Tasks to perform:
[1] List every proportion or share of people that the passage on Australian democracy mentions.
[2] Quote the dataset rows between the line holding "the distant white" and the line holding "[910,338,985,387]", inclusive.

Passage:
━━━

In 2009, only one third of Year 10 students actually knew what the Australian Constitution was.

I’m sure most Australians could name the first of US Presidents, but could they name the first Australian Prime Minister? It’s Edmund Barton, by the way.

Incredibly, our support for democracy is also waning. The most recent Lowy Institute poll found that less than half of all Australians aged 18-29 prefer democracy over any other kind of government.

This illustrates that politicians have an uphill battle already on their hands and they can’t contribute to this battle or make things worse by driving more voters away.

It was Henry Kissinger, I think, who said that ‘Ninety percent of the politicians give the other ten percent a bad name’.

In recent decades we’ve seen a conceited arrogance creeping into political discourse, contributing to political elites’ neglect of important characteristics of Western civilisation that some of them consider to be irrelevant or passé.

Driven by political correctness, Western values have been increasingly defined along procedural or materialist lines, while elements such as our religious traditions and our unique culture have somehow been relegated to second place, or even worse.

━━━

(Entries from a dataset)

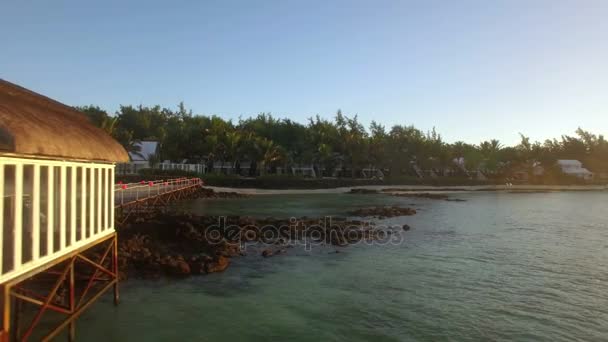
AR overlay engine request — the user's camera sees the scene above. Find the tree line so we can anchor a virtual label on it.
[77,103,608,177]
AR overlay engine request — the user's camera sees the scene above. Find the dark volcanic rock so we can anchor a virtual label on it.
[348,189,379,195]
[393,192,448,200]
[205,255,230,273]
[118,207,416,277]
[348,206,416,218]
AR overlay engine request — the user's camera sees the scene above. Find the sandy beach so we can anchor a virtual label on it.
[206,185,608,195]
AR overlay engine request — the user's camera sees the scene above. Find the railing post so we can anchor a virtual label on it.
[13,162,23,270]
[59,165,67,250]
[109,168,115,229]
[89,167,95,237]
[80,166,88,240]
[0,161,6,272]
[46,165,55,255]
[95,166,103,233]
[70,166,78,246]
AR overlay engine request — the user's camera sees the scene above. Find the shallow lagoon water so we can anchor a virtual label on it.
[77,192,608,341]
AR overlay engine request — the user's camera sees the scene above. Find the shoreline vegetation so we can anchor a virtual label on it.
[82,107,608,189]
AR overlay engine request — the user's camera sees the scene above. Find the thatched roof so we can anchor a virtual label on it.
[0,79,129,162]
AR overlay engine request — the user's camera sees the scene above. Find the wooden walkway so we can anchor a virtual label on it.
[114,178,203,223]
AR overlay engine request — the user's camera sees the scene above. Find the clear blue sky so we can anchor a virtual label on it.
[0,0,608,144]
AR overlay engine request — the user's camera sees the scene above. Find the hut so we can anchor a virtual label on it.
[0,79,129,335]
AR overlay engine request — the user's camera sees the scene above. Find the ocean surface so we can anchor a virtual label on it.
[77,192,608,342]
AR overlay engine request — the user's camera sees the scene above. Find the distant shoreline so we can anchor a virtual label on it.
[206,185,608,195]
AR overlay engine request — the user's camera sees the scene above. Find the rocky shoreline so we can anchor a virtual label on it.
[118,207,416,278]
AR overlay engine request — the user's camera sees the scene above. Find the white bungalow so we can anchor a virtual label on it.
[0,79,128,288]
[116,140,160,175]
[557,159,593,180]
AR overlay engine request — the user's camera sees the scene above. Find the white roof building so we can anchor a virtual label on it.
[129,141,159,162]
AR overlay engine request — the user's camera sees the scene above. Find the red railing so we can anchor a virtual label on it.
[114,178,203,207]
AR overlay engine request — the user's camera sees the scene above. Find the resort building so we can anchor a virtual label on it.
[116,141,160,175]
[0,80,128,340]
[557,159,593,180]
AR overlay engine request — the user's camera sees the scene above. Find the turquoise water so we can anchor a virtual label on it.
[77,192,608,341]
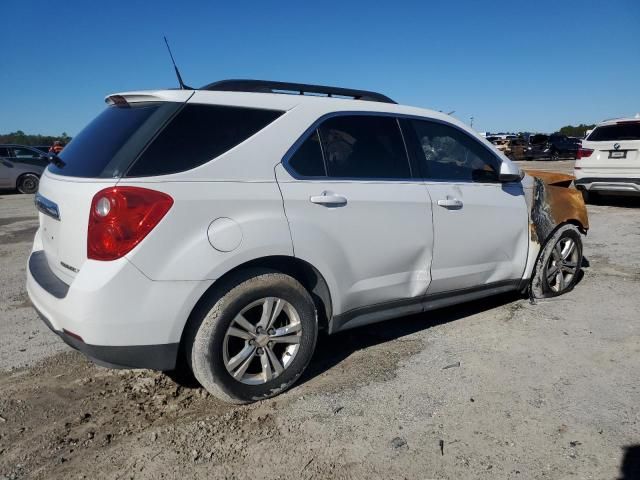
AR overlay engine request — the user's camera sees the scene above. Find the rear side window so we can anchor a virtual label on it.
[410,120,500,182]
[318,115,411,179]
[49,102,181,178]
[126,104,283,177]
[289,130,327,177]
[587,122,640,142]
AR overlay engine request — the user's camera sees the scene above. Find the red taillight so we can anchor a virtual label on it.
[576,147,593,160]
[87,187,173,260]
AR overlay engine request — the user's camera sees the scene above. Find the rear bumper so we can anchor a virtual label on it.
[575,177,640,194]
[35,308,180,371]
[27,251,211,371]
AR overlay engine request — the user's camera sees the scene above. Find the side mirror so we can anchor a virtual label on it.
[498,162,524,183]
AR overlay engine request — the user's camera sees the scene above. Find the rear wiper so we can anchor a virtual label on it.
[44,152,66,168]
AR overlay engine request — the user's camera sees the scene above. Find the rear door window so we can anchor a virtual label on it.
[289,130,327,177]
[49,102,182,178]
[318,115,411,179]
[410,120,500,182]
[126,104,283,177]
[587,122,640,142]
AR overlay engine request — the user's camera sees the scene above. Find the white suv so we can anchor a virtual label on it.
[27,80,588,403]
[574,115,640,200]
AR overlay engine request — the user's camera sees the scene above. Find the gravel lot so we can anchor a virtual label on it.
[0,161,640,479]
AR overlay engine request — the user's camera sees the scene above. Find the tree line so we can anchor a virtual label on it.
[0,130,71,146]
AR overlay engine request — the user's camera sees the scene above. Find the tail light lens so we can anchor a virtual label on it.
[576,147,593,160]
[87,187,173,260]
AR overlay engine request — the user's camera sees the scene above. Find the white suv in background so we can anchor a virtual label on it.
[574,115,640,200]
[27,80,588,403]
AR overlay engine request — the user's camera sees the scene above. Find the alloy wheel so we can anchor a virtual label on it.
[222,297,302,385]
[545,237,580,293]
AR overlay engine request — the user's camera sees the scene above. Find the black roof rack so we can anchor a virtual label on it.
[200,80,396,103]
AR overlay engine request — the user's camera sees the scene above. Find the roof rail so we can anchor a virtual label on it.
[200,80,396,103]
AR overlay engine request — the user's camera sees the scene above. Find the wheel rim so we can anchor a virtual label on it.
[222,297,302,385]
[545,238,580,293]
[20,175,38,193]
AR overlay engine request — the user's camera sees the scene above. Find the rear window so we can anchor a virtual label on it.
[49,102,282,178]
[126,104,283,177]
[587,122,640,142]
[49,102,181,178]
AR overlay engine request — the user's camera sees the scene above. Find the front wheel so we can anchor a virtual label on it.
[531,225,582,298]
[187,270,318,403]
[16,173,40,193]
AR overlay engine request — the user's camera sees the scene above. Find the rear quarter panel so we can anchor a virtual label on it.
[119,181,293,281]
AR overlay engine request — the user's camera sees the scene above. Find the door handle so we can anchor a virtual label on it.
[438,198,463,210]
[309,192,347,207]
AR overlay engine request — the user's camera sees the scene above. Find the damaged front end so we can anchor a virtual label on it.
[523,170,589,246]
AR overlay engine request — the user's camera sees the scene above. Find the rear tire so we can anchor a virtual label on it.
[531,224,582,298]
[16,173,40,194]
[580,189,597,203]
[185,269,318,404]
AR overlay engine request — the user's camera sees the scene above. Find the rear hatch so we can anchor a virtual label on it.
[577,120,640,177]
[36,91,192,284]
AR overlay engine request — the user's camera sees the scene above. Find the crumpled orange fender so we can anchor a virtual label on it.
[526,170,589,244]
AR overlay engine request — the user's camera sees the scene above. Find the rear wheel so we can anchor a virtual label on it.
[531,225,582,298]
[16,173,40,193]
[187,270,318,403]
[580,189,597,203]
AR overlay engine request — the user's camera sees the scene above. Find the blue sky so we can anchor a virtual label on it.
[0,0,640,135]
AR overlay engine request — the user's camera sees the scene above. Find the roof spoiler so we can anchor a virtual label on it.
[200,79,396,103]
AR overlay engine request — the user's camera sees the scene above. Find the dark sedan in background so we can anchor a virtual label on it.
[0,145,49,193]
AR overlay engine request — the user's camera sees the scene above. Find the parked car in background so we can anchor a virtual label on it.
[574,118,640,200]
[504,137,529,160]
[526,134,580,160]
[27,80,589,403]
[0,145,49,193]
[547,134,580,160]
[491,137,509,153]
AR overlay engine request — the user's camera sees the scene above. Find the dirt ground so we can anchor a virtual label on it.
[0,162,640,480]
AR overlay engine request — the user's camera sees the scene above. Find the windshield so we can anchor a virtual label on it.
[49,102,182,178]
[587,122,640,142]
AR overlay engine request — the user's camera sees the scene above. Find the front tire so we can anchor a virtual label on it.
[16,173,40,193]
[186,269,318,404]
[531,224,582,298]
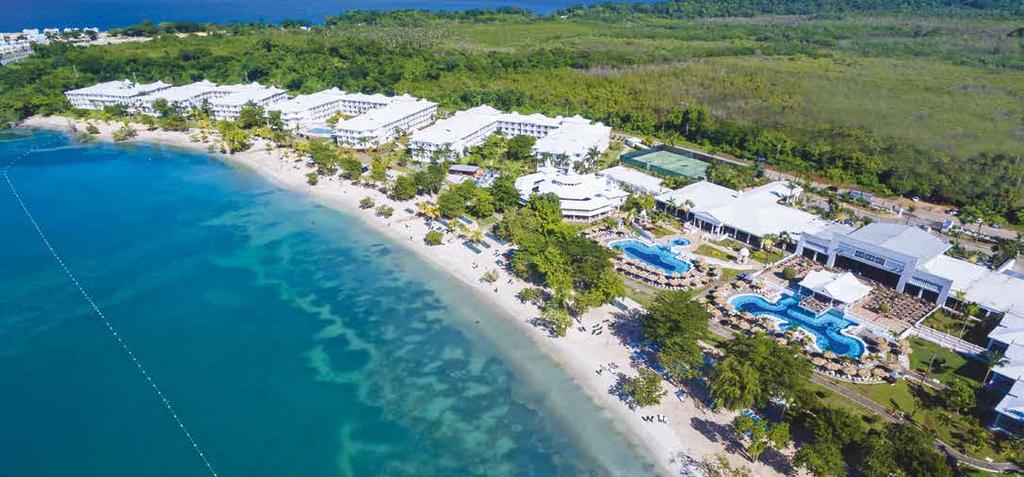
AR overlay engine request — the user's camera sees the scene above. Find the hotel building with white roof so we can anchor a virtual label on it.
[654,180,827,248]
[270,88,351,129]
[65,80,171,110]
[210,83,288,121]
[334,100,437,149]
[515,166,630,222]
[133,80,234,116]
[410,104,611,162]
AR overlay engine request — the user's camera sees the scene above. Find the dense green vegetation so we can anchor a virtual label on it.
[6,0,1024,223]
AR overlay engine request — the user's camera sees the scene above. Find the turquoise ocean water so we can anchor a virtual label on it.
[0,130,650,477]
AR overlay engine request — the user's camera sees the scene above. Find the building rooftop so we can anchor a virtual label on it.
[335,99,437,131]
[411,105,502,144]
[210,83,285,106]
[273,88,346,115]
[800,270,871,303]
[68,80,171,97]
[918,255,992,293]
[144,80,218,102]
[657,180,736,210]
[995,381,1024,420]
[847,222,950,261]
[534,121,611,157]
[597,166,670,196]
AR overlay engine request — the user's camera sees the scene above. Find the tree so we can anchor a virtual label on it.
[640,291,710,381]
[339,154,362,182]
[111,123,138,142]
[981,351,1010,384]
[490,175,519,212]
[732,414,790,462]
[623,367,669,407]
[437,189,466,219]
[423,230,444,246]
[370,156,391,183]
[942,380,977,416]
[793,441,846,477]
[856,424,953,477]
[709,334,811,409]
[541,302,572,337]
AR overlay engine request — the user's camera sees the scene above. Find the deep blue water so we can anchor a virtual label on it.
[0,131,649,477]
[732,294,864,358]
[609,239,692,273]
[0,0,647,32]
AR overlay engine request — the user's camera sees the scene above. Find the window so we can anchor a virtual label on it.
[853,250,886,265]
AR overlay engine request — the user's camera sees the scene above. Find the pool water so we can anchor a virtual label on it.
[608,239,693,273]
[669,236,690,247]
[732,294,864,358]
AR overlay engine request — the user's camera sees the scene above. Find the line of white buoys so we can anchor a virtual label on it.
[3,153,217,477]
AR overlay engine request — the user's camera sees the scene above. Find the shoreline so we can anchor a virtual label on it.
[19,117,780,475]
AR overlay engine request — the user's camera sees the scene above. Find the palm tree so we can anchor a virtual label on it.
[981,351,1010,386]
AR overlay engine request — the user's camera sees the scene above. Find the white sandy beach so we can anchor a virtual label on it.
[23,117,780,476]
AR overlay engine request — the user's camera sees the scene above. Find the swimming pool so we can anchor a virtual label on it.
[608,239,692,273]
[731,294,864,358]
[669,236,690,247]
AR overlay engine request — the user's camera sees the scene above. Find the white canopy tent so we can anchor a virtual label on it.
[800,270,871,304]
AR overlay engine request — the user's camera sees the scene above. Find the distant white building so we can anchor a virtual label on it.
[654,181,828,247]
[534,116,611,163]
[133,80,225,116]
[334,100,437,149]
[597,166,672,197]
[411,104,611,166]
[270,88,348,129]
[515,166,629,222]
[210,83,288,121]
[409,105,502,161]
[65,80,171,110]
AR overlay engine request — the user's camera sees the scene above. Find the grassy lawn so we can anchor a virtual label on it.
[693,244,736,260]
[910,338,985,387]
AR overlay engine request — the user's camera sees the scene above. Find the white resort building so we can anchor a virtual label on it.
[210,83,288,121]
[654,180,828,248]
[410,104,611,162]
[515,166,629,222]
[597,166,672,197]
[270,88,349,129]
[65,80,171,110]
[133,80,233,116]
[334,100,437,149]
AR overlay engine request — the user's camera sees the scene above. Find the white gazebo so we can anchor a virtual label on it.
[800,270,871,305]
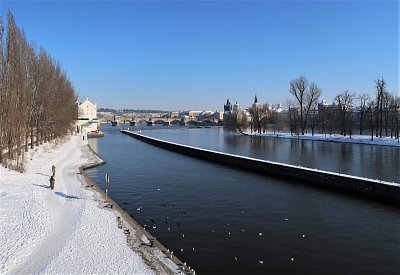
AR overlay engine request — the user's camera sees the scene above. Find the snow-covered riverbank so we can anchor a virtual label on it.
[0,135,177,274]
[243,131,400,147]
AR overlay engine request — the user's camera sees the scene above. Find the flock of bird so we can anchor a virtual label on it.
[123,188,306,274]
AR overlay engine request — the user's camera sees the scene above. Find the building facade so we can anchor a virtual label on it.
[76,99,99,133]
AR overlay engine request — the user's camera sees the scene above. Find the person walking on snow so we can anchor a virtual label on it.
[49,176,56,190]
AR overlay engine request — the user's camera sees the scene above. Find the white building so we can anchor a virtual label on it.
[76,99,99,133]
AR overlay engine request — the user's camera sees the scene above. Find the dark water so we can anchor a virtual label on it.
[90,127,400,274]
[145,128,400,182]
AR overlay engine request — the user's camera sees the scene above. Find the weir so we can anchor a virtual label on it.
[121,130,400,205]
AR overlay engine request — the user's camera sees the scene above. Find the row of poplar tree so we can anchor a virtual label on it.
[0,11,77,170]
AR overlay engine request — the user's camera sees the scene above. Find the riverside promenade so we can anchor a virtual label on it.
[0,135,183,274]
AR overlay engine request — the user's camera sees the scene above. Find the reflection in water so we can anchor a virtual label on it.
[142,128,400,182]
[89,127,400,274]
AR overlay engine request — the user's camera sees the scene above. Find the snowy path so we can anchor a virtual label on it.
[0,136,170,274]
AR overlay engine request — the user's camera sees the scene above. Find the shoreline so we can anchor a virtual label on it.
[238,131,400,147]
[121,130,400,206]
[0,134,187,275]
[79,144,193,274]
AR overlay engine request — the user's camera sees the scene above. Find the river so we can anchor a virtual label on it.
[89,125,400,274]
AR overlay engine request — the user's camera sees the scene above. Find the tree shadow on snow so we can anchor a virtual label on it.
[55,192,80,199]
[33,183,50,189]
[36,173,51,177]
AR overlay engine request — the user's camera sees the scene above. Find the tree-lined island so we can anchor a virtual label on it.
[0,1,400,275]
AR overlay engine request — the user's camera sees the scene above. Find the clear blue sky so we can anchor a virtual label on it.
[0,0,399,110]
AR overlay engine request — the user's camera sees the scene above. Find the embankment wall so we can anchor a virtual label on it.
[121,130,400,205]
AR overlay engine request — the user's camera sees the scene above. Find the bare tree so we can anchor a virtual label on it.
[224,111,247,133]
[0,12,76,171]
[334,90,355,136]
[249,103,271,134]
[290,76,321,135]
[357,93,371,135]
[375,78,386,137]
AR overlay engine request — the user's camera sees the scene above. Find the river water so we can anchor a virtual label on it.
[89,125,400,274]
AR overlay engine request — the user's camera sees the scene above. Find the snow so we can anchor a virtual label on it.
[243,132,400,147]
[122,130,400,187]
[0,135,177,274]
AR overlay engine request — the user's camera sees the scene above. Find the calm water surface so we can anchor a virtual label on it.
[90,126,400,274]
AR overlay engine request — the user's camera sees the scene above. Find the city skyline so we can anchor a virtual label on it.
[0,1,399,111]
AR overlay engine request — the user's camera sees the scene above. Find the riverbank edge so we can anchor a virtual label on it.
[238,132,400,147]
[121,130,400,206]
[79,144,191,274]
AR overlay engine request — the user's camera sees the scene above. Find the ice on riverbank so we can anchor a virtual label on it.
[0,136,176,274]
[243,131,400,147]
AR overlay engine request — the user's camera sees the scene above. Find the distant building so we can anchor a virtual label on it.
[170,111,179,118]
[189,111,203,118]
[214,111,224,122]
[76,99,99,133]
[253,95,261,109]
[224,98,232,114]
[232,101,240,113]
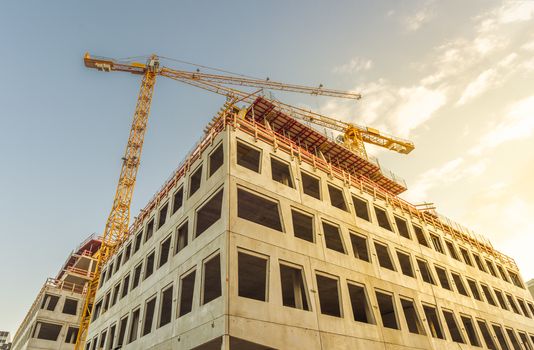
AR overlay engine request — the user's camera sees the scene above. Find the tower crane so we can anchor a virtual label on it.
[75,53,414,350]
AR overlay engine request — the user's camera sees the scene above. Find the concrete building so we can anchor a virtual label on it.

━━━

Answers to the problems:
[1]
- one third
- less than half
- ninety percent
- ten percent

[2]
AR overlay engine request — the user's camera sees the scene above. Find the distant white building so we can anchor a virtual label on it.
[654,181,828,247]
[534,116,611,163]
[133,80,225,116]
[334,100,437,149]
[597,166,672,197]
[411,104,611,166]
[270,88,348,129]
[515,166,629,222]
[210,83,288,121]
[409,105,502,161]
[65,80,171,110]
AR overlay engine request — the user's camera sees the scene above. Find the grassy lawn so we can anchor a virtual label on it.
[693,244,736,260]
[910,338,985,387]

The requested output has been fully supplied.